Records for this task ::
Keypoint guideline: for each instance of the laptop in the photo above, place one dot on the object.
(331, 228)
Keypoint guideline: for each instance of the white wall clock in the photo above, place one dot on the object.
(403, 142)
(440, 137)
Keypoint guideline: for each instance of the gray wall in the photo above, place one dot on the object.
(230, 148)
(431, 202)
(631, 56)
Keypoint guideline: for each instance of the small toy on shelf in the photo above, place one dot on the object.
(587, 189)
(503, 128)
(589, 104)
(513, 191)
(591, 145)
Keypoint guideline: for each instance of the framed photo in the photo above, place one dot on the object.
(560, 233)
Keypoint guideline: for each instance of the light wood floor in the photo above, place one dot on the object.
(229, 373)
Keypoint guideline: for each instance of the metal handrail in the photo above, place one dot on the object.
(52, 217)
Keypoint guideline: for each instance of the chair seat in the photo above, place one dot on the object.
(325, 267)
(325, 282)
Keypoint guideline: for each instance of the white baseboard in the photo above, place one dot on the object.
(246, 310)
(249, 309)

The exercise :: Copy all of the material above word for word, keeping every line in its original order.

Written solution ::
Keypoint guideline: for each instance of the laptop in the photo above, place one dot on the object.
(331, 228)
Keypoint guideline: for each instance of the white wall clock in the photo above, place one dot on the object.
(403, 142)
(440, 137)
Keypoint guideline: for each instance of the gray wall in the photo above, place one dot on the object.
(230, 148)
(431, 202)
(631, 56)
Keypoint guideline: for each instance of the small toy on shelf in the photo above, place one dot on the object.
(587, 189)
(503, 128)
(589, 104)
(513, 191)
(591, 145)
Keypoint guideline: for each instance of the framed photo in the photo above, place one dot on the object.
(560, 233)
Keypoint guideline: for each instance of the light wood floor in the photo above, place one dot on the object.
(229, 373)
Keypoint guideline: for each instance of the metal handrail in the photo above, place one dot on the object.
(52, 217)
Keypoint guideline: for each instance of the chair seat in the photo above, place one dot on the object.
(325, 267)
(325, 282)
Keypoint guideline: for each instance of the white baseboard in the photo above, place one dot on the object.
(246, 310)
(249, 309)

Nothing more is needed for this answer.